■ SELECTED PASSAGE
****************************************

Estimated reading time: 6 minutes
Mangling planets¶
Over lunch today a few people were talking about planet feeds, and the topics mostly revolved around why they don’t read them. I was quite surprised how many people miss out on the often marvellous insights in to the projects we use everyday, but I think I understand the reasoning.
Reading the output of some planets can soak up an awful lot of time, and the posts aren’t always about topics that interest you. I don’t treat this is a bug, skimming the musings of talented people often leads you to think about problems you’re facing differently and that is a good thing.
I’m wondering if some of the problems people face are because their workflows for processing all that content aren’t good enough, so I’m going to mention one of the techniques I use. Maybe it will help you, or maybe you’ll suggest a better idea to me.
Note
Now that Yahoo have shut down Pipes, I’m even more interested in alternatives options. If you know of any interesting tools to do similar tasks get in touch.
The feeds¶
I subscribe to Planet Debian, Planet Freedesktop.org, Planet GNOME, Planet Gentoo, Planet Haskell and Planet Python. These planets syndicate a large number of feeds, see the table below for a breakdown of yesterday.
Planet |
Entries |
---|---|
Debian |
8 |
Freedesktop.org |
1 |
GNOME |
8 |
Gentoo |
3 |
Haskell |
3 |
Python |
3 |
Total |
26 |
26 new entries for yesterday and that is excluding other feeds I subscribe to; news, friends blogs, feeds for work projects, service updates and possibly others I’m forgetting as I write this. Reading all this would drain a huge amount of time, much more than a train commute or whatever other dead time there is to fill. My answer is quite simple, I don’t read it all.
We’ll examine just the planets, but what I’m going to say mostly applies to the other content too.
The task¶
Not all the entries are new, some are duplicates(this is especially between Debian and GNOME planets). Some are uninteresting to me, talk of technologies I won’t(not don’t) use. Some are the minutiae of their author’s day, which I’m sure are interesting if you know the authors but if I did know them they’d be in the friends feed category already.
The question quickly becomes how to filter them, and the answer is: use Yahoo! Pipes.
Yahoo! Pipes is a clever little web-based tool for mangling data hosted on the internet, be it single pages or feeds or even CSV data files. The interface is a friendly Javascript drag-and-drop affair, just select the tools you wish to use and literally connect the dots.
Fetching feeds¶
Fetching the planet feeds is simple, just select the Fetch feed
item in the
Sources
menu to create a new object, and enter the URLs of the feeds you
wish to play with. In this instance it is a heap of planet feeds, but you can
put anything you want in there. I should add that it handles the various RSS
formats better than you may expect for such a poorly specified format.

****************************************

■ RECORD SET
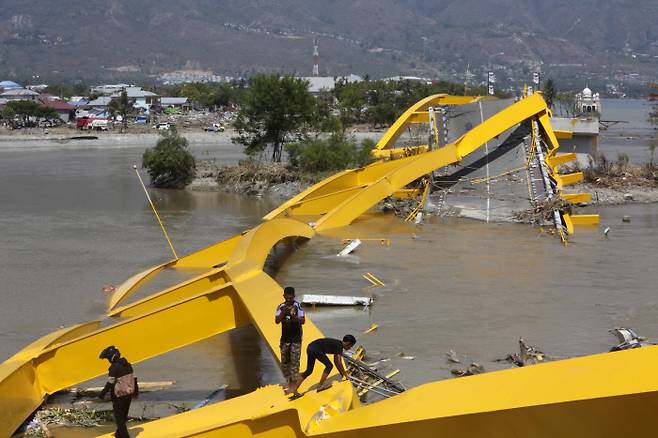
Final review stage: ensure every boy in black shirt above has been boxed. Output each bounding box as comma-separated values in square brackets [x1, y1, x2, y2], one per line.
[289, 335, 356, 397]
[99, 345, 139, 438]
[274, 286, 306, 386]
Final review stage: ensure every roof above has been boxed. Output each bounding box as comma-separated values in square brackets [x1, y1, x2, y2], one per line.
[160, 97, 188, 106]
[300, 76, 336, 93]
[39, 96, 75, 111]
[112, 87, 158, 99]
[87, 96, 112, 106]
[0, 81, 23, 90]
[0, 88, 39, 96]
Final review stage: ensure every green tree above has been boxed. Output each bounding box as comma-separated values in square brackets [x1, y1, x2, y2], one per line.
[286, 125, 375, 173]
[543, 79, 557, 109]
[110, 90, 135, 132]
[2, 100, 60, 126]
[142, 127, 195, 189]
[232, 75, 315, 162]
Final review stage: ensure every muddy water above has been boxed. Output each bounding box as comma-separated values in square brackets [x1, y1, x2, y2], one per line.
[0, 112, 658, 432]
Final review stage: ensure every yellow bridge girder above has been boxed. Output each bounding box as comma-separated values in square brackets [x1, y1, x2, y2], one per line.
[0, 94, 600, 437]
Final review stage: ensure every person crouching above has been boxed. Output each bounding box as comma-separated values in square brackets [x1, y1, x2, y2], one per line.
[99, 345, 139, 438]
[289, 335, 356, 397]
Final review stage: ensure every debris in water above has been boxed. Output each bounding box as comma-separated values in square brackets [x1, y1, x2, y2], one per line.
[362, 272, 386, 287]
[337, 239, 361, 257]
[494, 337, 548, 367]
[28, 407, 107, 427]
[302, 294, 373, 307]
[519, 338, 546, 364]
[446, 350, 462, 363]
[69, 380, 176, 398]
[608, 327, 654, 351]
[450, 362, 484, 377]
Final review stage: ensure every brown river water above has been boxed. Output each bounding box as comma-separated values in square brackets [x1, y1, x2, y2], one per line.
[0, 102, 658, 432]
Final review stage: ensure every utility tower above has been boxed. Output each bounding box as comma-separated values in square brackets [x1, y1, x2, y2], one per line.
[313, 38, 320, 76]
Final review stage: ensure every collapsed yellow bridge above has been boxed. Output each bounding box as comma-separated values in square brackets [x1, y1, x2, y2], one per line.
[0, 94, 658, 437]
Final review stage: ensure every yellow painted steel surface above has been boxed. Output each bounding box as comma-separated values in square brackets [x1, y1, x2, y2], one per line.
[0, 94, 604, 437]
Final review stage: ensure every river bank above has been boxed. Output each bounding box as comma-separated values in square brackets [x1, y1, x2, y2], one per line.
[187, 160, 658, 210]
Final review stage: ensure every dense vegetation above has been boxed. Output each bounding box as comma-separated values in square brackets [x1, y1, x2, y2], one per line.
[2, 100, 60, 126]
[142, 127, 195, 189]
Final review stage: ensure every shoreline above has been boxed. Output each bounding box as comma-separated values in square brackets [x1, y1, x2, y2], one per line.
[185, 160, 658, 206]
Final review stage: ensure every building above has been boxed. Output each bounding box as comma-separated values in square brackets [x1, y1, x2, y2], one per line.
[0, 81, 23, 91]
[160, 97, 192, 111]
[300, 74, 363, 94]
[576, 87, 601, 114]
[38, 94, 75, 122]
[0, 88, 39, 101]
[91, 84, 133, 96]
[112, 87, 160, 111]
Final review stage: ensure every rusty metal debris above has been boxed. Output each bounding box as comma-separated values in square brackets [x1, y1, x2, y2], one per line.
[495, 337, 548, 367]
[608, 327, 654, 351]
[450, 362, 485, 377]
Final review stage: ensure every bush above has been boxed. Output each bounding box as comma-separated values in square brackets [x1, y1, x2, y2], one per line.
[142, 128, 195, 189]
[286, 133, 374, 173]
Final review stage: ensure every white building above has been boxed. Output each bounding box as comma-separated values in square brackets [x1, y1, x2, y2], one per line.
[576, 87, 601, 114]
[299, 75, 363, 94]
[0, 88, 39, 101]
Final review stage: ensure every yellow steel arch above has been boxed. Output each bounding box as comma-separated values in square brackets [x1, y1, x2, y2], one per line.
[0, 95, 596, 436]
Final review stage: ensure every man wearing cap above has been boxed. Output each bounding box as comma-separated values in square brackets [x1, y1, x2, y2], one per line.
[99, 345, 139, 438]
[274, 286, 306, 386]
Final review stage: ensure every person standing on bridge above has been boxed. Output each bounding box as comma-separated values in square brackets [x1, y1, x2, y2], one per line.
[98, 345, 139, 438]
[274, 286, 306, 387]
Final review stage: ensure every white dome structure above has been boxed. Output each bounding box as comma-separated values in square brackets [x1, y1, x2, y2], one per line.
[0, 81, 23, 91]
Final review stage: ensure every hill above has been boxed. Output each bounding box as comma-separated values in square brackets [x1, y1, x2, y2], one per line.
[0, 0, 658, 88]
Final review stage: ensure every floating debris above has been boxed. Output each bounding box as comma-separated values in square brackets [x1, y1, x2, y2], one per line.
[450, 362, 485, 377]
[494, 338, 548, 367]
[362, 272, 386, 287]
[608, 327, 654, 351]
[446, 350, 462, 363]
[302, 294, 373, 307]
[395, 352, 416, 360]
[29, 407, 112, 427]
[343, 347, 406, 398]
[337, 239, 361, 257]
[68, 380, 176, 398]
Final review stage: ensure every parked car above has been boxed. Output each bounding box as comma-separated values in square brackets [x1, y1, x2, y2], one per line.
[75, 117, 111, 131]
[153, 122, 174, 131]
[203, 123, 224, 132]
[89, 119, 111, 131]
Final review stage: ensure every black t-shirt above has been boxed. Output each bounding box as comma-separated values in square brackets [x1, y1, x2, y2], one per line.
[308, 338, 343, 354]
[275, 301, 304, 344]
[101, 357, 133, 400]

****************************************

■ TASK LIST
1. In the post on planet feeds, what tool is named as the way to filter the entries?
2. Copy the stretch of the post on planet feeds from "The question quickly" through "poorly specified format.".
Work from the post on planet feeds alone, not from the records.

■ RESPONSES IN ORDER
1. Yahoo! Pipes.

2.
The question quickly becomes how to filter them, and the answer is: use Yahoo! Pipes.
Yahoo! Pipes is a clever little web-based tool for mangling data hosted on the internet, be it single pages or feeds or even CSV data files. The interface is a friendly Javascript drag-and-drop affair, just select the tools you wish to use and literally connect the dots.
Fetching feeds¶
Fetching the planet feeds is simple, just select the Fetch feed
item in the
Sources
menu to create a new object, and enter the URLs of the feeds you
wish to play with. In this instance it is a heap of planet feeds, but you can
put anything you want in there. I should add that it handles the various RSS
formats better than you may expect for such a poorly specified format.